┌─ Wybrany fragment

Wizaz.pl - Podgląd pojedynczej wiadomości - Najgorsze wizyty u fryzjera - wątek zbiorczy
Podgląd pojedynczej wiadomości
Stary 2017-06-06, 12:02   #1046
martaakow
Zakorzenienie
 
Avatar martaakow
 
Zarejestrowany: 2011-01
Wiadomości: 9 549
Dot.: Najgorsze wizyty u fryzjera - wątek zbiorczy

Cytat:
Napisane przez Marionette89 Pokaż wiadomość
Z tego co wiem je można robić dopiero po odczekaniu paru miesięcy od ostatniego farbowania/rozjaśniania więc póki co odpada. No i przed tym musiałabym się trochę pozbyć z długości bo niektóre końcówki te łamliwsze nawet to nie uratuje.
Ale dziękuję za rade, bo to dobra rada sama już kilka razy myślałam o tym.


A podsumowując, żałuję tego rozjaśniania, trzeba było walnąć brąz, może nie byłoby mi super do twarzy, ale chociaż mniej szkodliwe tak myślę.

└─
┌─ Zestaw danych

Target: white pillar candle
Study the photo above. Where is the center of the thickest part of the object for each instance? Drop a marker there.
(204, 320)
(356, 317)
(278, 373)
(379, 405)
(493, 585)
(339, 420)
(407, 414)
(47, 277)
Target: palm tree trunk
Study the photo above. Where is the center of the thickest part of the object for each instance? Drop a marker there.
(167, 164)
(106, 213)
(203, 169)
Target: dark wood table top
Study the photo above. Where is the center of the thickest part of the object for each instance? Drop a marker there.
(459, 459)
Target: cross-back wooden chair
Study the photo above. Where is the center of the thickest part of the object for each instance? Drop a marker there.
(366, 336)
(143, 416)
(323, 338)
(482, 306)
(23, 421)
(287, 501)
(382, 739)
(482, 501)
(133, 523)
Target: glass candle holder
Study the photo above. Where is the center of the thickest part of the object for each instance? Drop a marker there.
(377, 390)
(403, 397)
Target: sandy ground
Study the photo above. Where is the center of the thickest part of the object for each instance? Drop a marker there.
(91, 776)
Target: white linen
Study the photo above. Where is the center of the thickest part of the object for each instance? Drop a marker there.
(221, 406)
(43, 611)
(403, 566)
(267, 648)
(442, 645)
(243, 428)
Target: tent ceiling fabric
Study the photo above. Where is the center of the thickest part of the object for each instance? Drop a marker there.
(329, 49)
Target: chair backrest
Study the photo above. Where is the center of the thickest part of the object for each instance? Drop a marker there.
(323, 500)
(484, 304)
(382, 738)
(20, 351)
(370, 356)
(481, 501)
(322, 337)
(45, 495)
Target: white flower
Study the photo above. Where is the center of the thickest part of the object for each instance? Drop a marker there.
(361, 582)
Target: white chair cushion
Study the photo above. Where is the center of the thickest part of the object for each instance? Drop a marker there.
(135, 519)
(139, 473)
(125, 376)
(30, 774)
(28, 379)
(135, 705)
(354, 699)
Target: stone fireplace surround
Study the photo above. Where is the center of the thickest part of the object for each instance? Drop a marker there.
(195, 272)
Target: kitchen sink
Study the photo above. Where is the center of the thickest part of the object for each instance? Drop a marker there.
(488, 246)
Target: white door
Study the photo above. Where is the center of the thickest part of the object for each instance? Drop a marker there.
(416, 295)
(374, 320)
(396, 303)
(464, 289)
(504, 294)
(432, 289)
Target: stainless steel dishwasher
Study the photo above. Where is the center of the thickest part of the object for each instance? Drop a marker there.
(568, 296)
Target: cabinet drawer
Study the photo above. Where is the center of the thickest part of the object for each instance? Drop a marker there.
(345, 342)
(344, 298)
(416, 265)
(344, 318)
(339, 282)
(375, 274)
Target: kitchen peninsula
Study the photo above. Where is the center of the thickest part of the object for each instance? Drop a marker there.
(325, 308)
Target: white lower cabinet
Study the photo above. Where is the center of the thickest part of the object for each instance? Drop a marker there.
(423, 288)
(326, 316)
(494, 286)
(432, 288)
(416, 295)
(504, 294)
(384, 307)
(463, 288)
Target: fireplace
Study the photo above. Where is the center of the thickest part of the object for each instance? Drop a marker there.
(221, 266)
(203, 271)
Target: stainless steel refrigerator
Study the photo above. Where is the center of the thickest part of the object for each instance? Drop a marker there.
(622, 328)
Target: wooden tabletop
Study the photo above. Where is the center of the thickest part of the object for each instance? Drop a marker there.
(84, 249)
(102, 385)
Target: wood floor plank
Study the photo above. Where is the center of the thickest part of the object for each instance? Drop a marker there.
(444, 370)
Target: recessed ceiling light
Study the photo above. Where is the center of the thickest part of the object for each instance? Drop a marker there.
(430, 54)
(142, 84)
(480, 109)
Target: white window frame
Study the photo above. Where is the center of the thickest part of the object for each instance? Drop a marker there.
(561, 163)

└─

Instrukcje do zadań
a - Jaki kolor według wpisu o wizytach u fryzjera trzeba było wybrać zamiast rozjaśniania?
b - Dopisz dalszy ciąg wpisu o wizytach u fryzjera, zaczynając od miejsca, w którym się kończy.

Odpowiedzi do zadań
a - Brąz.

b -
Ja bym nie szła do tej samej fryzjerki. Jeśli nie umiała zrobić za pierwszym razem, to i poprawki nie będzie umiała zrobić, zwlaszcza że pewnie ugodzi to w jej dumę, bo jej zdaniem pewnie wyszło super.
Moim zdaniem masz 2 wyjścia:
- Iść do innego DOBREGO fryzjera po odczekaniu ok. 2 tygodni od tamtego farbowania
- Pofarbuj sama na kolor, który masz na odroście, a nad ściąganiem koloru i rozjaśnianiem pomyślisz na spokojnie po weselu, kiedy będzie czas na eksperymenty i włosy też troche odpoczną. Jeśli zdecydujesz się na te opcję, wybierz jak najbardziej neutralną, a może nawet chłodną farbę, żeby dodatkowo nie podbić tych rudości. I zafarbuj na max 3-4 dni przed weselem, bo pewnie szybko się będzie wymywać i znów będzie rudawo.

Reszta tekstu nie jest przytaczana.